* [Selected passage]
..............................
Travel nurses were in high demand throughout 2021 as COVID-19 cases rose throughout the country, including nurses in Florida. While their assistance helped healthcare facilities in a pinch, Miami healthcare facilities and facilities throughout the state and nation need to fill permanent nursing positions to help curb their ongoing staffing shortages. While there are many pros of taking permanent staff nursing jobs, numerous travel nurses aren’t ready to make the switch and become perm nurses in Miami or elsewhere.
Travel Nurse Opinions on Permanent Nursing
The State of Healthcare Workforce survey conducted by Vivian Health asked a group of current travel and per diem nurses their opinion on taking permanent positions. In Florida, 35% of those surveyed said they wouldn’t consider a change to a permanent role. However, 20% of travel, per diem, and unemployed respondents said they intended to work in permanent full-time or part-time nursing roles, while about 29% said they were unsure.
The survey also asked respondents who said they were open to the idea of working in a permanent role in the future how soon they might start seriously looking for a permanent nursing role.
..............................
* [Action item]
In the passage on travel nurses, what percentage of those surveyed in Florida said they wouldn't consider a change to a permanent role? Rely only on the passage on travel nurses.
..............................
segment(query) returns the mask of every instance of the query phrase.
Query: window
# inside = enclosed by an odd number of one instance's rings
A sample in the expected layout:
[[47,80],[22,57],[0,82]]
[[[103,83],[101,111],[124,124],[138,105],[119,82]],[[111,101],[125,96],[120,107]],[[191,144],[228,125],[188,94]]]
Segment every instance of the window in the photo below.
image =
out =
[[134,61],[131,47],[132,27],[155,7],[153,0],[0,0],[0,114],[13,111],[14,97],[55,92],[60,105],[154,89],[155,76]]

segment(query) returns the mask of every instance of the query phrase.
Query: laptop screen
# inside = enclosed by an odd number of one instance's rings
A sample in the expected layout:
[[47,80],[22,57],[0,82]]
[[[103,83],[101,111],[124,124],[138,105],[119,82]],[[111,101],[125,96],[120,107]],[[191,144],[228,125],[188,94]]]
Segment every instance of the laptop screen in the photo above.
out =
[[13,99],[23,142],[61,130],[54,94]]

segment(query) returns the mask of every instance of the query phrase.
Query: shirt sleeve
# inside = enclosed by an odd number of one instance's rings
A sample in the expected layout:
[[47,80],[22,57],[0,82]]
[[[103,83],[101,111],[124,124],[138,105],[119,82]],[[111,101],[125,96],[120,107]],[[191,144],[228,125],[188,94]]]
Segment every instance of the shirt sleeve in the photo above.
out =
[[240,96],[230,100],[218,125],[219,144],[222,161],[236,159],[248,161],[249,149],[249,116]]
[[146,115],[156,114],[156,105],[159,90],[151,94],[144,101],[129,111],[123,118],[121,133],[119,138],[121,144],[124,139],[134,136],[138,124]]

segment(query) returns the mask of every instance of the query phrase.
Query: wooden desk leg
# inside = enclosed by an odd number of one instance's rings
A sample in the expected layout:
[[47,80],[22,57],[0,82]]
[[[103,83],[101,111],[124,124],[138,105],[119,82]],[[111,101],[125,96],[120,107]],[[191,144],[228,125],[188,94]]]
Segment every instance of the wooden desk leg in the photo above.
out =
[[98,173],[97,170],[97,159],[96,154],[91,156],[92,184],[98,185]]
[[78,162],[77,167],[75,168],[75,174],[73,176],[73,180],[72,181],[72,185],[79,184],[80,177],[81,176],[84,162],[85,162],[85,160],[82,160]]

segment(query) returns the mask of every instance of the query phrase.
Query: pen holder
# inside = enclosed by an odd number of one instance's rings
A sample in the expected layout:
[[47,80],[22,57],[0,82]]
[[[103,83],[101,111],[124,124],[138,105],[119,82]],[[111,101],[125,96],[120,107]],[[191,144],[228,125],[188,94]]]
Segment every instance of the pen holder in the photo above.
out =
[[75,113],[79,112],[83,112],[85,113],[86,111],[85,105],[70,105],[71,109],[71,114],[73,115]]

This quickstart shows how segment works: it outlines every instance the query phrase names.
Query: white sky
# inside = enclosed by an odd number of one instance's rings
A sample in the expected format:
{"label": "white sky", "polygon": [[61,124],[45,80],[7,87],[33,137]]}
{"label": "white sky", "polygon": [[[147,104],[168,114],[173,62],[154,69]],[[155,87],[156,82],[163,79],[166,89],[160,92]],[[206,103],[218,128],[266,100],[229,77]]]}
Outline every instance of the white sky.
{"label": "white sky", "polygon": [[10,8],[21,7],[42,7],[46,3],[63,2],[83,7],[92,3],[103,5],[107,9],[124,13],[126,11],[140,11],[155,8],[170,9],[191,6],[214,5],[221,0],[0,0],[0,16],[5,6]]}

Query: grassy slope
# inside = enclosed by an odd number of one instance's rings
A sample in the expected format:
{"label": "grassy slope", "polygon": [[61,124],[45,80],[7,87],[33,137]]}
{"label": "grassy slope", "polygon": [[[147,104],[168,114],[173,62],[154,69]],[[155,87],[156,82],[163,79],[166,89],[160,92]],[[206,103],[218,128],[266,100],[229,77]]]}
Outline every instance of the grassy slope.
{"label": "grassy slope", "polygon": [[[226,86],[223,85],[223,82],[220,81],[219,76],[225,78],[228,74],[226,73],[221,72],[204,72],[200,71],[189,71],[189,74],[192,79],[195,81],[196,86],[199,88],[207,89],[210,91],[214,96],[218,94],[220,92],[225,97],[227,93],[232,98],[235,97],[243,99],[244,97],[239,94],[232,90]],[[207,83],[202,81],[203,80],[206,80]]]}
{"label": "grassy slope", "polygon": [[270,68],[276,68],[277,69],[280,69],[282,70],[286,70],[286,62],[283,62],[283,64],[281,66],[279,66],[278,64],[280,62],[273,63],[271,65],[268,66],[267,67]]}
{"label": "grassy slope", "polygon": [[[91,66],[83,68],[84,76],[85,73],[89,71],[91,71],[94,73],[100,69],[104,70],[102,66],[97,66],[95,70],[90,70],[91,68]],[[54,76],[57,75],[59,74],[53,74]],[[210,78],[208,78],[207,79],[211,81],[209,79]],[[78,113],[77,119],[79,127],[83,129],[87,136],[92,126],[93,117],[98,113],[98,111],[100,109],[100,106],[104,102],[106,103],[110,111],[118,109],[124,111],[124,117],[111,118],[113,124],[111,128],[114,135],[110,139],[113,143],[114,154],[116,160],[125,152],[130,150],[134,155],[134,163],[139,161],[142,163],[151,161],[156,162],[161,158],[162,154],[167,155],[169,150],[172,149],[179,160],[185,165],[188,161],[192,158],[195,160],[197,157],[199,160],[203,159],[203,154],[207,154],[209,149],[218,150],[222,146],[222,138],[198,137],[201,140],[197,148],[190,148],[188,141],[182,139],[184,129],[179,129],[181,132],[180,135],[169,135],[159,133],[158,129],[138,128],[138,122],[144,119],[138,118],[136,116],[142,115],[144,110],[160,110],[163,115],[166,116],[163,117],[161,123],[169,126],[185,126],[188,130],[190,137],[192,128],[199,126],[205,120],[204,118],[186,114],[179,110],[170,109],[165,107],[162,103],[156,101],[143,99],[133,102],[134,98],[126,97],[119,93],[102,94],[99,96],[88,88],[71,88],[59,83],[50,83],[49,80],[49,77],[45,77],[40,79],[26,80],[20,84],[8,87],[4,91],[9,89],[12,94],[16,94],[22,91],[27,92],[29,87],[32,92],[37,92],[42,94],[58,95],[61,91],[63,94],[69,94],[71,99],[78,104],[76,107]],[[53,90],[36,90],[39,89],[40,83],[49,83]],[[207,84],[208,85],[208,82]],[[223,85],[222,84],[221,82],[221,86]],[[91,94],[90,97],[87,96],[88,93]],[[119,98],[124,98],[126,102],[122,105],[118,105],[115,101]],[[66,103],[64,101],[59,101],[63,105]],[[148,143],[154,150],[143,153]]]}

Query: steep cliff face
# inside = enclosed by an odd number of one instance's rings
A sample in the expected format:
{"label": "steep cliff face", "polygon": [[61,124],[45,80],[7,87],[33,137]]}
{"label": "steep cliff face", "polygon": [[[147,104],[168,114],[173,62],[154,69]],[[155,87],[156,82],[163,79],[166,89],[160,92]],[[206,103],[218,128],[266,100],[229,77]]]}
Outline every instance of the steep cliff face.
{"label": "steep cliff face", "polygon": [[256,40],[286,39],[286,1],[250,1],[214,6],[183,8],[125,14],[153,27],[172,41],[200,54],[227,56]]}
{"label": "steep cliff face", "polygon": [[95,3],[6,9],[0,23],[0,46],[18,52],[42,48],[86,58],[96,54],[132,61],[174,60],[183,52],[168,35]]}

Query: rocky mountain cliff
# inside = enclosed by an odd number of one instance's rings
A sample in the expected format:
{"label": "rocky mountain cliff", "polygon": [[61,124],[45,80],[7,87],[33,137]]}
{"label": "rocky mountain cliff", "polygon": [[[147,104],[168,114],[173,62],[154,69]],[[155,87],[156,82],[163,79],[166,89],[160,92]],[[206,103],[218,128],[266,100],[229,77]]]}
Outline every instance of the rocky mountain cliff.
..............................
* [Output of the exercise]
35%